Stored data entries
..........

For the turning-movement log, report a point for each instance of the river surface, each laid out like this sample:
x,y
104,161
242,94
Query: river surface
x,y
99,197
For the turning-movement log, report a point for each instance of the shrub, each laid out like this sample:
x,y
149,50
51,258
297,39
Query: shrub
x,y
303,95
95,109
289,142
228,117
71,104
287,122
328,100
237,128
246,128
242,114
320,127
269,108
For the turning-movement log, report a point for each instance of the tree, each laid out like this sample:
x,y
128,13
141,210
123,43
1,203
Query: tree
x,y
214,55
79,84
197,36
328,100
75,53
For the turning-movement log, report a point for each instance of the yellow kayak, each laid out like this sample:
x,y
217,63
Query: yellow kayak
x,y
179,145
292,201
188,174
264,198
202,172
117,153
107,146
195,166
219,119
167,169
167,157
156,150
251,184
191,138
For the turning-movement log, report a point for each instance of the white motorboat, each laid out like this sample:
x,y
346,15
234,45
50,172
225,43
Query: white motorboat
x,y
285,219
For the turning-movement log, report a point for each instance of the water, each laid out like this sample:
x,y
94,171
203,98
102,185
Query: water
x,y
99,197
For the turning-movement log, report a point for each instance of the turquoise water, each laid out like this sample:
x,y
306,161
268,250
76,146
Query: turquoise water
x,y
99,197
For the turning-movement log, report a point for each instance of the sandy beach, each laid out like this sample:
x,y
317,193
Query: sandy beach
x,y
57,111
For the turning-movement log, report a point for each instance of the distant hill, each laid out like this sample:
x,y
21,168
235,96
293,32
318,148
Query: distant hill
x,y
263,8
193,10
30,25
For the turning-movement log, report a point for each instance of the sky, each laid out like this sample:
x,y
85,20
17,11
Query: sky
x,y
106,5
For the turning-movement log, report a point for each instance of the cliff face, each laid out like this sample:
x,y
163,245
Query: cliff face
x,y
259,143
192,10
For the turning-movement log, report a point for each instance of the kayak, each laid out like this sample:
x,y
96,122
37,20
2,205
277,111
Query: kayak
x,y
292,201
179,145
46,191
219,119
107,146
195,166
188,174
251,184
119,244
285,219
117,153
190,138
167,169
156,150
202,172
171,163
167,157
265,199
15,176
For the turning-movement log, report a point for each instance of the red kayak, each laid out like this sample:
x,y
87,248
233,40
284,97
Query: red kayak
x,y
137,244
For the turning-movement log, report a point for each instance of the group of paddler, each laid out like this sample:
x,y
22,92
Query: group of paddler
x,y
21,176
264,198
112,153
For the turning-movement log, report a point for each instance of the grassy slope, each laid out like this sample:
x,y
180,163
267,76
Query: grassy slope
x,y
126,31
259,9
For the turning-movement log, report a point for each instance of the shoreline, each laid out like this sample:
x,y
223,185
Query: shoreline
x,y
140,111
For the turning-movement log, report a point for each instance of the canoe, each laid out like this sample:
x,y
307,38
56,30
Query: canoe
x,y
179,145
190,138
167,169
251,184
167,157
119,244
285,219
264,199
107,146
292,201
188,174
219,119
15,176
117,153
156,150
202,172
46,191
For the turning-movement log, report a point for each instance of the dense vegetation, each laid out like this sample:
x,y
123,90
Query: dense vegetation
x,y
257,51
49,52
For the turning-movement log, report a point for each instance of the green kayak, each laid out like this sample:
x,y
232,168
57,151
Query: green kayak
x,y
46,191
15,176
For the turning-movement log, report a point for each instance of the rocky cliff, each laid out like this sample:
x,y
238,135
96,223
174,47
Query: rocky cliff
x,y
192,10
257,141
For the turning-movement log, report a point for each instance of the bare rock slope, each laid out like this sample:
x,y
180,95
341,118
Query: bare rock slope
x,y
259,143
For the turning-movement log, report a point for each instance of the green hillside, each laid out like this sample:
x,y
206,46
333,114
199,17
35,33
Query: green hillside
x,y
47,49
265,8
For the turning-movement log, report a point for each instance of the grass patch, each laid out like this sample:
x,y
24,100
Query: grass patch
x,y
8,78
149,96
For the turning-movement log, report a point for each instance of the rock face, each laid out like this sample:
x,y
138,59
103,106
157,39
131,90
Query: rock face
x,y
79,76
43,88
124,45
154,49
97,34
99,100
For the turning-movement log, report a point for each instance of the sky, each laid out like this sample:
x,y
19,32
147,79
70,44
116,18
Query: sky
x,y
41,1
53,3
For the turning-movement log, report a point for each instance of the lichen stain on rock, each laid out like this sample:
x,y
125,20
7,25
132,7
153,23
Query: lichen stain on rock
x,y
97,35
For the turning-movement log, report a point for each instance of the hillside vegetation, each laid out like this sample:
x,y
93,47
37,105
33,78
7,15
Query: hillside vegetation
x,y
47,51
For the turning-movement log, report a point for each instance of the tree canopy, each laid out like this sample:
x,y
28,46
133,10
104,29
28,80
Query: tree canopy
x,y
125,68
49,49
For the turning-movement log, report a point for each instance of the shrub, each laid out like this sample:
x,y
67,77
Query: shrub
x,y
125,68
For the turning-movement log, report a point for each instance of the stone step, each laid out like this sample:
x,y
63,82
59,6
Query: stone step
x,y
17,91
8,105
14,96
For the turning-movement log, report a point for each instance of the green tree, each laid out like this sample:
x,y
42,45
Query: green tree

..........

What you will do: Reproduce as a numbered list every line from the one containing "of the rocky" through the end of the records, inclusive, and skip any blank lines.

Solution for this problem:
1. For the turning-movement log, report a point for each instance of the rocky cliff, each laid out like this sample:
2. x,y
3. 238,135
4. 96,223
5. 174,47
6. Query: rocky cliff
7. x,y
8. 192,10
9. 257,141
10. For the turning-movement log, report a point for each instance of the bare rock slope, each laid out like this sample:
11. x,y
12. 180,95
13. 341,118
14. Query: bare rock slope
15. x,y
16. 259,143
17. For the turning-movement log, report a point for each instance of the green hillside, each laid out like this sample:
18. x,y
19. 206,46
20. 333,114
21. 199,17
22. 35,33
23. Query: green hillside
24. x,y
25. 47,49
26. 265,8
27. For the turning-movement log, report a point for each instance of the grass patch, each laid out like this sample:
28. x,y
29. 24,100
30. Query: grass patch
31. x,y
32. 8,78
33. 149,96
34. For the turning-movement log, report a point for each instance of the rock face, each laid out like this sample:
35. x,y
36. 138,59
37. 103,106
38. 157,39
39. 131,90
40. Query: rock face
41. x,y
42. 79,76
43. 43,88
44. 124,45
45. 154,49
46. 97,34
47. 99,100
48. For the turning-movement log, report a point for each instance of the sky, each laid out like this sample:
49. x,y
50. 19,32
51. 147,79
52. 70,44
53. 116,18
54. Query: sky
55. x,y
56. 41,1
57. 53,3
58. For the turning-movement log, report a point for each instance of the lichen stain on rock, each laid out like this sample:
59. x,y
60. 125,20
61. 7,25
62. 132,7
63. 153,23
64. Query: lichen stain on rock
65. x,y
66. 97,35
67. For the turning-movement log, report a point for each instance of the hillside vegetation, each laid out like this sample:
68. x,y
69. 93,47
70. 37,105
71. 33,78
72. 7,15
73. Query: hillside vegetation
74. x,y
75. 47,51
76. For the turning-movement log, report a point for each instance of the tree canopy, each laid out like this sample:
77. x,y
78. 28,46
79. 133,10
80. 104,29
81. 28,80
82. Query: tree canopy
83. x,y
84. 125,68
85. 49,49
86. For the turning-movement log, report a point for each instance of the shrub, each laid out like this sample:
87. x,y
88. 67,77
89. Query: shrub
90. x,y
91. 125,68
92. For the turning-movement log, report a point for each instance of the stone step, each laid out like this sample:
93. x,y
94. 63,82
95. 59,6
96. Query: stone step
97. x,y
98. 17,91
99. 8,105
100. 14,96
101. For the turning-movement log, report a point for each instance of the green tree, each laid out like this sample:
102. x,y
103. 42,45
104. Query: green tree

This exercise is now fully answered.